Description of the task: In the listing below, find the line with "box: [503, 154, 563, 213]" and the line with "146V141L546 168L510 192V201L526". Repeat those two lines and all lines between them exactly.

Given information:
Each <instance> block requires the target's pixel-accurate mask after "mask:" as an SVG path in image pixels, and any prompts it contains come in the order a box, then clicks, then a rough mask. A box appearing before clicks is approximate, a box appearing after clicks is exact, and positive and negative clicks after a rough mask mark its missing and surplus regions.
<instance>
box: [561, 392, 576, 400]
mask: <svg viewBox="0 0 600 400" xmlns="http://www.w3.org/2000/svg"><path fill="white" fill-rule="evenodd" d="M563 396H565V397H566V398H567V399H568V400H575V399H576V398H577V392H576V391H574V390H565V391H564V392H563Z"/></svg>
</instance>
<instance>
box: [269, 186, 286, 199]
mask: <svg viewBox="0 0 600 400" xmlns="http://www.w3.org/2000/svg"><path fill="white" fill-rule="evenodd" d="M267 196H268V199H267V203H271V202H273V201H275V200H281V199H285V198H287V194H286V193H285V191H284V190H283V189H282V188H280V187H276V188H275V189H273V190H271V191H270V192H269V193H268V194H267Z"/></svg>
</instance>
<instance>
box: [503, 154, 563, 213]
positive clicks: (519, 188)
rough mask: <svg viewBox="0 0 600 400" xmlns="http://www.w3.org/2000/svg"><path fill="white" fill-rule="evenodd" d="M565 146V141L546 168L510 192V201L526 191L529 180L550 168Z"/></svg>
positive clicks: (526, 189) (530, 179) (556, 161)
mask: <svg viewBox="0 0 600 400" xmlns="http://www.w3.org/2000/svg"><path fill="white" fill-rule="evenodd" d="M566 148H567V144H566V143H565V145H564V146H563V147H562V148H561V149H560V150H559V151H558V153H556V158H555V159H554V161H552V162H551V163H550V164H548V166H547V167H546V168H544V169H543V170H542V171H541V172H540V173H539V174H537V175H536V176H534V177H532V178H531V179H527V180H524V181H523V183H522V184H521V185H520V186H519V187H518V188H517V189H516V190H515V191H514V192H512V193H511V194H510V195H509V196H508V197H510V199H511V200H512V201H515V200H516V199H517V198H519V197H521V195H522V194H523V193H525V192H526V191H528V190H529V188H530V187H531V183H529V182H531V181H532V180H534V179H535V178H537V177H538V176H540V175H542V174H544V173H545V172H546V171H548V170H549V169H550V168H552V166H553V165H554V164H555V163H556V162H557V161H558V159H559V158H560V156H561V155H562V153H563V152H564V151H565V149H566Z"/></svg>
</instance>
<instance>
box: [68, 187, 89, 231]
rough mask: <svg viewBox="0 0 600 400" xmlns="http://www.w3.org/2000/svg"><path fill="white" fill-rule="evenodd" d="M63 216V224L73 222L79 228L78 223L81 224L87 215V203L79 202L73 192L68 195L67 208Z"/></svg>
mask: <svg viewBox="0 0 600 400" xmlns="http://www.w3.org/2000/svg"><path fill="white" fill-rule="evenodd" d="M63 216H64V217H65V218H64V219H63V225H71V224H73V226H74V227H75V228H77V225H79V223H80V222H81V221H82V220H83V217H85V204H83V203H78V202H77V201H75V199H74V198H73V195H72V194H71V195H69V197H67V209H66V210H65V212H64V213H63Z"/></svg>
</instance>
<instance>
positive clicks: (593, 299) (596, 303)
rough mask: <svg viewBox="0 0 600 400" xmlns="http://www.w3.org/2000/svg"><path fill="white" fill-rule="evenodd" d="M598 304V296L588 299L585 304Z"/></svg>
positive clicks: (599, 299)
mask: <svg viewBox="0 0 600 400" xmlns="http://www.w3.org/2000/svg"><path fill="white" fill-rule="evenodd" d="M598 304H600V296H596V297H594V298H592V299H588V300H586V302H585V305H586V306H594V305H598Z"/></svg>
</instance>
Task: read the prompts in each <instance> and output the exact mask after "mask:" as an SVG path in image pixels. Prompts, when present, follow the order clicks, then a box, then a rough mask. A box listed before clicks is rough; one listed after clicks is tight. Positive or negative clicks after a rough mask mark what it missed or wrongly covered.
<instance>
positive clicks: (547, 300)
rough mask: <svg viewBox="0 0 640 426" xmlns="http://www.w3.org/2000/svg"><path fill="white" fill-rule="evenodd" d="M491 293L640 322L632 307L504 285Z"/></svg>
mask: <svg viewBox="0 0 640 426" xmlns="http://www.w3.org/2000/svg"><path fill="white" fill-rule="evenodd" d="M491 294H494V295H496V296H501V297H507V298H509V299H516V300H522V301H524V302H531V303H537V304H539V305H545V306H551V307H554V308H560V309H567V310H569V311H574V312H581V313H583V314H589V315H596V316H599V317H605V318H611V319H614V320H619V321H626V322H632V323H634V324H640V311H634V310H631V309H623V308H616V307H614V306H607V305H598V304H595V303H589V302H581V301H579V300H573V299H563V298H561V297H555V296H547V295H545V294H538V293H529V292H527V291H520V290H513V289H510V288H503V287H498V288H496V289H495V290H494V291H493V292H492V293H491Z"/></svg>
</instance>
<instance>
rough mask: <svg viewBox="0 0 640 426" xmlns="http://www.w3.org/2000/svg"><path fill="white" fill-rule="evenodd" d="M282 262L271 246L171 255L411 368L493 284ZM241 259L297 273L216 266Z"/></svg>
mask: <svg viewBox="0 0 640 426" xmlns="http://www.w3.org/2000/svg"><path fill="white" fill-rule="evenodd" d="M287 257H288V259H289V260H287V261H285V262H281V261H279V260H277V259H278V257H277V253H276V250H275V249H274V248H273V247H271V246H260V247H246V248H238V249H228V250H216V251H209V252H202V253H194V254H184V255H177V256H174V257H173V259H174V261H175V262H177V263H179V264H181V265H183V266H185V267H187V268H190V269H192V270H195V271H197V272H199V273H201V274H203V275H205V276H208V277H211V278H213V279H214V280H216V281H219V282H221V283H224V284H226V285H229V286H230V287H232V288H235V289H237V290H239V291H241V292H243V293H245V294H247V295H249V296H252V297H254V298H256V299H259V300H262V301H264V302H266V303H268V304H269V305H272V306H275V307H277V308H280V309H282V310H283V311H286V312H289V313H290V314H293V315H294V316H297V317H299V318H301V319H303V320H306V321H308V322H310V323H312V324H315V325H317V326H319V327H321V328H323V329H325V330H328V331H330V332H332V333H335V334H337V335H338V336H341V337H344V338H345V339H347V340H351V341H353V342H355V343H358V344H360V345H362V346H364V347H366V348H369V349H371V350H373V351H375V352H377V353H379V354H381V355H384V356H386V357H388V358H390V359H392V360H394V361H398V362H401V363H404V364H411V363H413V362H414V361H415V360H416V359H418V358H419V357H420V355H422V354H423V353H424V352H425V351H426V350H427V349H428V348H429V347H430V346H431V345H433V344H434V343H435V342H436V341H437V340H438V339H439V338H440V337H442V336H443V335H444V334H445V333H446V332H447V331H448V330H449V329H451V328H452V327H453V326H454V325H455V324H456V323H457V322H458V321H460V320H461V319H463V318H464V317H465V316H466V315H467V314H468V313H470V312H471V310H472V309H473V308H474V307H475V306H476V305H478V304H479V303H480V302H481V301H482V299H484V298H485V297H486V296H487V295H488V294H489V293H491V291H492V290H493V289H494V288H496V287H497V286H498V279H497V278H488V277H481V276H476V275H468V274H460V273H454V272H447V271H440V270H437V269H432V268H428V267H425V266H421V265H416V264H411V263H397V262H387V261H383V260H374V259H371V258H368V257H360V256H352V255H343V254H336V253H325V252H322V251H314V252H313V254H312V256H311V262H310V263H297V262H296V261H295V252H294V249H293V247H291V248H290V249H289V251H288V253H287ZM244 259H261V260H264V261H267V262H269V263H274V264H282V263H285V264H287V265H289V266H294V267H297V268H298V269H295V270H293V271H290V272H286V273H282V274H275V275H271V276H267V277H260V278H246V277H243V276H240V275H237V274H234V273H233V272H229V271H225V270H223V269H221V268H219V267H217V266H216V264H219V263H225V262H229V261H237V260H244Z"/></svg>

Answer below:
box: [503, 154, 563, 213]
positive clicks: (519, 188)
rough mask: <svg viewBox="0 0 600 400" xmlns="http://www.w3.org/2000/svg"><path fill="white" fill-rule="evenodd" d="M565 146V141L546 168L510 192V201L526 191L529 180L550 168Z"/></svg>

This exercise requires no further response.